Stated task:
Carry on the cycling account of the Enniskillen to Ballymahon day from its last sentence, keeping the same first-person voice.

Rothar Routes

Cycle routes & pilgrim journeys in Ireland and Europe …..

Posts tagged ‘National Famine Way’

Malin Head to Mizen Head Day 3

Enniskillen to Ballymahon 114 kms

Cuilcagh Mountain on a sunny Sunday morning

People often comment that going for a long cycle is some feat of human endurance. Nothing is further from the truth! There’s no denying that cycling 100kms day after day brings a little pain, especially when the weather takes a turn for the worst, or the road continues to rise in front of you and you feel exhausted. Ironically these obstacles are easier manage if considered a part of the deal! Understand that and the sense of achievement is heightened greatly. And we were greatly looking forward to today’s cycle as it involved some cycling in hilly isolated parts of Cavan and down through Leitrim, parts of the country that we wouldn’t get to visit very often.

It was a cracking morning, blue sky, and even at 9am, it was warm for cycling. The route from Enniskillen took us towards Swanlinbar; if we had more time we would have turned off and taken in the Marble Arch Caves in the Cuilcagh Mountains but that’s for another day..

Another great benefit of cycle touring is the freedom of the open road. You can truly experience the places you visit and get to meet people and have a quick chat and gain the benefit from local knowledge. There’s no queueing, no traffic and no delays! As we turned onto Church road and headed for the hills, we had a great chat with a local family and the offer to fill our water bottles. It’s the little things..

Heading into hill country out of Swanlinbar on a tiny traffic free road.

We’d lots of climbing across heavily forested lands in Cavan and Leitrim. It’s easy see why many people in lovely Leitrim are so put out by the concentration of forestry in this sparsely populated county. 19% of Leitrim is covered in Sitka Spruce plantations. Isolated houses are completely surrounded by massive stands of gigantic trees that prevent day light falling in their gardens. There’s an eery silence in sitka plantations; the air is still, frost doesn’t lift easily in winter and there can be a great sense of isolation. The flip side of the coin is that for many small farmers, it’s the only way to make their enterprise viable. Perhaps a greater diversity of planting might satisfy both sides of the argument.

Leitrim actor, writer and playwright Seamus O Rourke captures the essence of Lovely Leitrim and the border counties in his priceless series of video clips. Here he muses on lockdown in Leitrim and forestry gets a mention too!

Whatever about the impact of Leitrim there’s nothing nicer than cycling in the shade of those big trees as we pushed on uphill on our lonely road for the next eight kilometres and then the thrilling descent into Ballinamore.

In this decade of centenaries there are many plaques in the most unlikely of places across the country. Ballinamore pays tribute to Leitrim natives, Seán MacDiarmada and Thomas Clarke, two of the leaders of the 1916 Rising and both signatories of the Proclamation of The Irish Republic. Thats one of the nice things about the bike, you get to see these small details and gain an appreciation of place, people and our history.

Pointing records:
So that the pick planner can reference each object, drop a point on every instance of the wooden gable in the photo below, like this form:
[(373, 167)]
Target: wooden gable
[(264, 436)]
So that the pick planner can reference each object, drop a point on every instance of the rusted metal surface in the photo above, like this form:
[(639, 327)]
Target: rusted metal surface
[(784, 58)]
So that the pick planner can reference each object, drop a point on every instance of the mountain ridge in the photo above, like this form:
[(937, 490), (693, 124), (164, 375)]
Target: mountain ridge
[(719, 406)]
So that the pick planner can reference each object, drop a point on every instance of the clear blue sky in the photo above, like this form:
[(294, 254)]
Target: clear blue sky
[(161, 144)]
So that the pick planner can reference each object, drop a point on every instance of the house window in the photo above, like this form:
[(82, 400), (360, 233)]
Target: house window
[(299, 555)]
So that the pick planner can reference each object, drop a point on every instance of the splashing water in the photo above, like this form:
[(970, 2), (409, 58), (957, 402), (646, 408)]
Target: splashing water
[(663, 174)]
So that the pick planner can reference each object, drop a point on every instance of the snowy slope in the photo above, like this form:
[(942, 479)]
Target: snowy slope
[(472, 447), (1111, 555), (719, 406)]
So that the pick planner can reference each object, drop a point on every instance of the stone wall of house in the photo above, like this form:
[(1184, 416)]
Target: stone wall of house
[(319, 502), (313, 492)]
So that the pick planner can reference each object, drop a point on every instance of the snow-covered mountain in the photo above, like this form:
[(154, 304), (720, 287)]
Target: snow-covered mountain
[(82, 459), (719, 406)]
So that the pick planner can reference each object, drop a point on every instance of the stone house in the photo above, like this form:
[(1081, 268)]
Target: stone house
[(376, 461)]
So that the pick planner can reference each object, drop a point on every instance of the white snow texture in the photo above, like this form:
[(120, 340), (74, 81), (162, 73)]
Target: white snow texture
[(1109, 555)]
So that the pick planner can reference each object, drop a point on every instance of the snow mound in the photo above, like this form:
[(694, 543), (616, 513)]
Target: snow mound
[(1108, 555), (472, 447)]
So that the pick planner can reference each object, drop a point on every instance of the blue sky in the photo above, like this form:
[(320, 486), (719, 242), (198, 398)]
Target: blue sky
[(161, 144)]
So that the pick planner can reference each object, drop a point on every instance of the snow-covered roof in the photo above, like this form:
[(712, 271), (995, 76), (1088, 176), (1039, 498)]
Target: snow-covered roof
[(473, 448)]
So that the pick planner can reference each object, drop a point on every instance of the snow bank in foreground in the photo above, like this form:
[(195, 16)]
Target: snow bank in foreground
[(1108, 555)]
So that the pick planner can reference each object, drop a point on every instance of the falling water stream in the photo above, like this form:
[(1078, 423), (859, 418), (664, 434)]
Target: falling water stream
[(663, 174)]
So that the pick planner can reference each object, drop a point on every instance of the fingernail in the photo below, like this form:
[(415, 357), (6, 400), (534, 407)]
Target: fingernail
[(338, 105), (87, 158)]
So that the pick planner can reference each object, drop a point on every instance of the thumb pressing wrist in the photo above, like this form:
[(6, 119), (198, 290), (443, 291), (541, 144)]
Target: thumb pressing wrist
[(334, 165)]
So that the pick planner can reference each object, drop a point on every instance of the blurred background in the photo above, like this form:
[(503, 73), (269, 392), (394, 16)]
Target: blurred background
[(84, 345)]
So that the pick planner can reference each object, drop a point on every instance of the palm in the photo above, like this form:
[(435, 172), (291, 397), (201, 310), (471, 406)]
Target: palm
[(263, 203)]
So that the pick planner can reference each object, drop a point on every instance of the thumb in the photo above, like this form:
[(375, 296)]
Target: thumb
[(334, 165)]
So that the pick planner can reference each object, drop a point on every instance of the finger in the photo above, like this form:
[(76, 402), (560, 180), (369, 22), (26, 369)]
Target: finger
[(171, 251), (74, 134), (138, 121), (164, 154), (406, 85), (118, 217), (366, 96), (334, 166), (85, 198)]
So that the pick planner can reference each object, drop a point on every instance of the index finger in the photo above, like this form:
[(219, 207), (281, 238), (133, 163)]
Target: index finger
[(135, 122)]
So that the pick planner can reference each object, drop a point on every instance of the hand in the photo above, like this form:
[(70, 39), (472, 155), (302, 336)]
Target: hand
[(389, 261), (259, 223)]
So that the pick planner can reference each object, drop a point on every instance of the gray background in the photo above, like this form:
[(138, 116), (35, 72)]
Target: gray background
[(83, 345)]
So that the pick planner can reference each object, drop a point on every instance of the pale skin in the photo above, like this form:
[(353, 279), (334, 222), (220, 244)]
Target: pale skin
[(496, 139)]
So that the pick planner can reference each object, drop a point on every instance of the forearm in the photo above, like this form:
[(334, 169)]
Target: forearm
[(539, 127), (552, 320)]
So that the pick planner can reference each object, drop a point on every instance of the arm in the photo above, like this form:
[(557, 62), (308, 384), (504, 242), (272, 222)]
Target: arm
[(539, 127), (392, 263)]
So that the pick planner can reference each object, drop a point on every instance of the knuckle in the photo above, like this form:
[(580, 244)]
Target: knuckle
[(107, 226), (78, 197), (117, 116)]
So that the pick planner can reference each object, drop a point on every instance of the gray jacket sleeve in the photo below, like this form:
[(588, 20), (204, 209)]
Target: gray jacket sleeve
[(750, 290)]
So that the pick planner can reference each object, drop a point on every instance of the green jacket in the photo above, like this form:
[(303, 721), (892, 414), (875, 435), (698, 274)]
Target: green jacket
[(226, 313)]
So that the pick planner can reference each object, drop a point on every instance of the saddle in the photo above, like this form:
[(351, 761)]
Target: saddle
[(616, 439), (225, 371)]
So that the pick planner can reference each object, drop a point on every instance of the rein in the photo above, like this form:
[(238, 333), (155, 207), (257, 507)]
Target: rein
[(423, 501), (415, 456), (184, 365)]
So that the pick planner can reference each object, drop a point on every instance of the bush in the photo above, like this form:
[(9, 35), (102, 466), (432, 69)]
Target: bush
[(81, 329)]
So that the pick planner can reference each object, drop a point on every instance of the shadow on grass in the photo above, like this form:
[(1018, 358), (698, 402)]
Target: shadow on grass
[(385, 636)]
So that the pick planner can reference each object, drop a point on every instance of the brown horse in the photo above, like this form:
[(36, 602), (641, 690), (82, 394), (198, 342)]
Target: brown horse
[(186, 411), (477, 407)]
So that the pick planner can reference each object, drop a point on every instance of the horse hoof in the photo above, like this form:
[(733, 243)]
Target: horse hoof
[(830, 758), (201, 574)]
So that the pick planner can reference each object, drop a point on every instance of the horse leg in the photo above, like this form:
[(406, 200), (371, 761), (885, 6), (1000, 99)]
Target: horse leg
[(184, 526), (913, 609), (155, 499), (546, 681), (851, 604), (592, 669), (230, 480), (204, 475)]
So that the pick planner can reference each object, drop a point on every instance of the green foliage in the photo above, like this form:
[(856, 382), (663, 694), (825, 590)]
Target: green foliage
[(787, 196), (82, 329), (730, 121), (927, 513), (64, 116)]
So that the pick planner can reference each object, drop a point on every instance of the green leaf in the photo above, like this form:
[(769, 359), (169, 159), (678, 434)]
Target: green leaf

The response:
With 60kms to go, a quick ice cream was in order and we headed on to Cloone and Mohill and passed through the grounds of Lough Rynn Castle. Definitely the nicest place we didn’t stay!

Two crossings of the Shannon, one at Rooskey brought us into Roscommon and a lovely road all the way to Termonbarry, where we again crossed back over Ireland’s largest river before wheeling towards the start of the Royal Canal at Cloondara.

Cloondara is a lovely place to stay over with its pretty harbour and picnic tables and is the start of the Royal Canal Greenway and the continuation of the National Famine Way. The National Famine Way is a Trail detailing the ill-fated journey of 1,490 famine emigrants who walked from Strokestown Park to ships in Dublin in 1847, at the height of the Irish Famine. It’s an horrific episode in our history and the Famine Museum in nearby Strokestown is a must see to understand the impact the Famine had on Ireland in the 19th Century.

Very evocative markers on the National Famine Way depict a childrens pair of shoes representing children who died on the march..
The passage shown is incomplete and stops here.